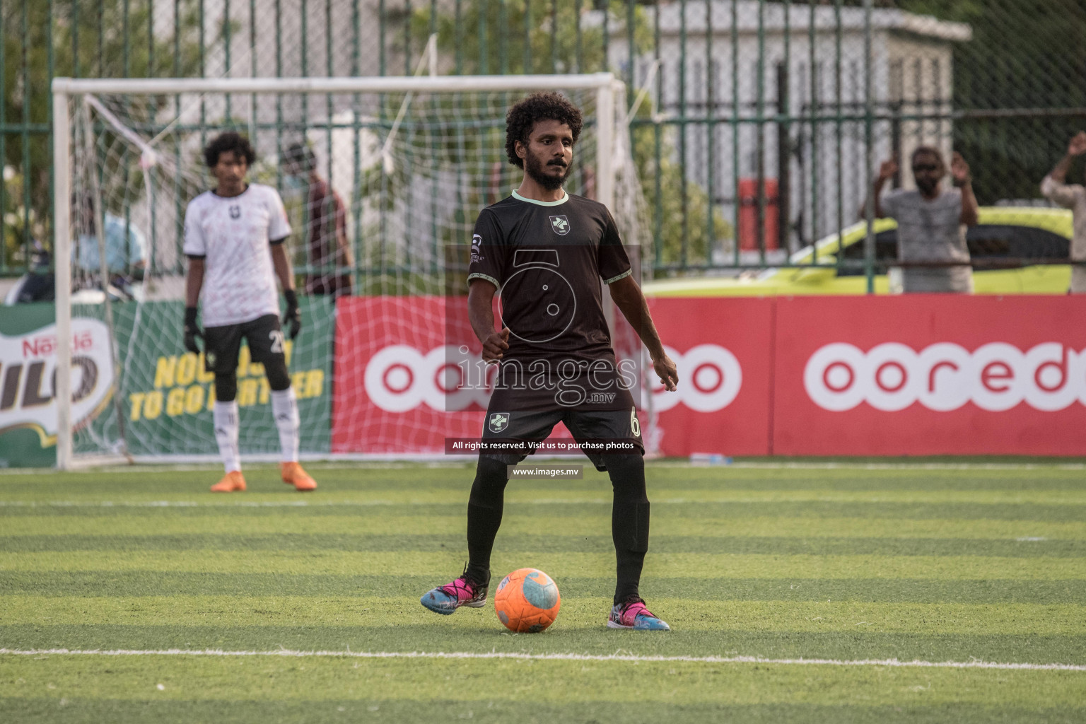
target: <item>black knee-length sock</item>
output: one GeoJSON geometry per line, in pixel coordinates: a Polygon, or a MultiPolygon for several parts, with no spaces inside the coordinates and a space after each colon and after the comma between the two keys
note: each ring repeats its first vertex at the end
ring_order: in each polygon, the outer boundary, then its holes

········

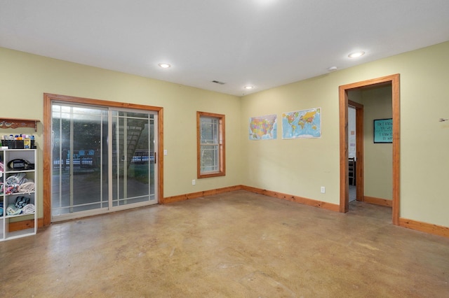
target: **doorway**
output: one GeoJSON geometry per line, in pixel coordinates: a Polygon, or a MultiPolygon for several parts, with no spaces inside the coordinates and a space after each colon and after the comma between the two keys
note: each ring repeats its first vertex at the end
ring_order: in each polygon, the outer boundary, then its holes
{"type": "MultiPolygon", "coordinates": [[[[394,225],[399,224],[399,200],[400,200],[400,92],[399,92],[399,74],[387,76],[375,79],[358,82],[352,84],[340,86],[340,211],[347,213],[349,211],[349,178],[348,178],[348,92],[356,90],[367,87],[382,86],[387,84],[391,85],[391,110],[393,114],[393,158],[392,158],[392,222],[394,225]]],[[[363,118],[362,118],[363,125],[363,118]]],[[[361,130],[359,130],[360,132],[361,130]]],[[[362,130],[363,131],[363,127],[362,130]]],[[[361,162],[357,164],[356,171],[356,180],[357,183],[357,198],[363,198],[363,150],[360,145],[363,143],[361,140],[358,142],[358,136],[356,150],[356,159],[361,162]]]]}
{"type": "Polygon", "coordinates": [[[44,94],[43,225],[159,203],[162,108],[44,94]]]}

········

* _Given problem_
Pick out each line of the data above that contains the string "target", treating uppercase and lowercase letters as different.

* _Written response_
target: <item>black knee-length sock</item>
target: **doorway**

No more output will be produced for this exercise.